---- Excerto fornecido

Foi nestes termos que a APP (Associação de Professores de Português) se referiu ao exame nacional de Português para o 9º ano de escolaridade.
Nem referências a Gil Vicente nem ao Camões épico - conteúdos literários do programa deste ciclo de ensino.
Reina tal confusão neste domínio do ensino da língua materna que nada surpreende.
Não é de agora.
É de há muitos, muitos anos a esta parte.
Quem quiser dar-se ao trabalho poderá tentar consultar um artigo assinado pelo hoje deputado (PS) Luíz Fagundes Duarte no JL (não consigo precisar a data, mas será na década de 80) no qual este docente da FCSH da Universidade Nova de Lisboa se insurgia quanto ao facto de continuarem a ser reconhecidas as Licenciaturas em História como "habilitação própria" para o ensino no 2º ciclo da disciplina de Português.
A coisa prolongou-se e deu no que deu. Durante muitos anos os professores do 2º ciclo leccionavam simultaneamente as disciplinas de Português e Estudos Sociais, sendo que muitos deles eram precisamente Licenciados em História.
Com as sucessivas reformas do nosso sistema educativo nunca se tocou no essencial: quem pode leccionar a disciplina de língua materna? O que é um programa para uma disciplina que há-de passar pela aquisição das competências, pelo pôr em prática as mesmas e pelo domínio e compreensão da língua enquanto estética (a Literatura)? Essa discussão nunca se fez. Nunca houve a preocupação de entender o ensino desta disciplina enquanto veículo facilitador de todas as restantes aprendizagens, nem se lhe deu nunca uma dimensão de disciplina transversal: o aluno que domina mal a língua em que aprende nunca poderá ter grandes expectativas enquanto à sua progressão no sistema de ensino...

--------

- _O que fazer_:
1 > Que siglas aparecem no excerto sobre o ensino do Português?
2 > Escreva a continuação do excerto sobre o ensino do Português, começando logo após a última frase apresentada.

---- Conteúdo dos registos

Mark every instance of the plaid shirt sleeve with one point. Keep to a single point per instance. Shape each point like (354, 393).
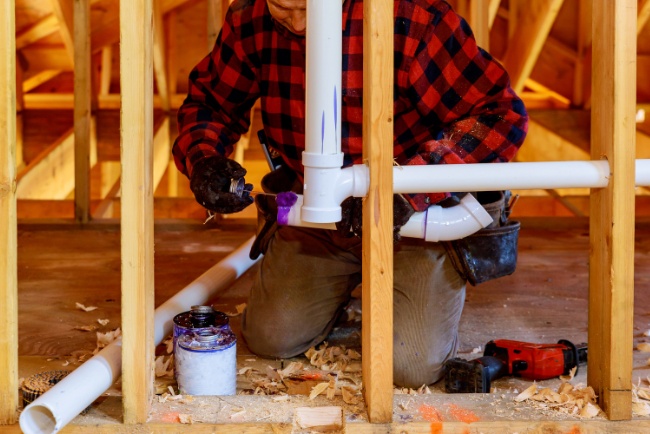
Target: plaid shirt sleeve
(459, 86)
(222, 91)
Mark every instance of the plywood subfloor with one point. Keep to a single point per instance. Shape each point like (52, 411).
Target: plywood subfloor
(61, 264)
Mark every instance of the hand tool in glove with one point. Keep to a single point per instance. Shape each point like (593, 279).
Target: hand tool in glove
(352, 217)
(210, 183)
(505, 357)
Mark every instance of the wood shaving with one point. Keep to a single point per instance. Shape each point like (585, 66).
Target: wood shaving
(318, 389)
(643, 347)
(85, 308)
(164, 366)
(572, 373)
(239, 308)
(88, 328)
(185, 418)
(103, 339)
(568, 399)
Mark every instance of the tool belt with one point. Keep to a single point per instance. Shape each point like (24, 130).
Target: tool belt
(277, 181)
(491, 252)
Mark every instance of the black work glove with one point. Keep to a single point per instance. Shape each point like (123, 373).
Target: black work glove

--------

- _Respostas_:
1 > APP, PS, JL, FCSH

2 >
O mais fácil era facilitar (perdoe-se-me a redundância): retirar a carga literária dos programas.
Fernão Lopes, a lírica medieval, os poetas do Cancioneiro Geral, entre muitos outros, foram sacrificados. Um aluno do nosso actual ensino secundário não tem nem ideia de quem sejam estes autores. Aliás, os programas da disciplina de Português do nosso ensino secundário são matéria rísivel - oscilam entre um ensino do funcionamento da língua (competência que deveria estar já adquirida com o cumprimento da escolaridade obrigatória, nove anos são o suficiente!), e uma parafrenália de conteúdos espúrios, mais uma série de coisas da Literatura que são comuns a todos os cursos.
Resultados: os nossos alunos lêem de forma deficiente; desconhecem, de uma forma geral, as regras básicas do funcionamento da língua; não têm hábitos regulares de leitura; não conseguem, de uma forma geral, expressar-se correctamente nem oralmente nem através da escrita.
Era urgente pensar nisto como uma prioridade nacional.
Nenhum país avança dignamente com base em 'papinhas feitas'.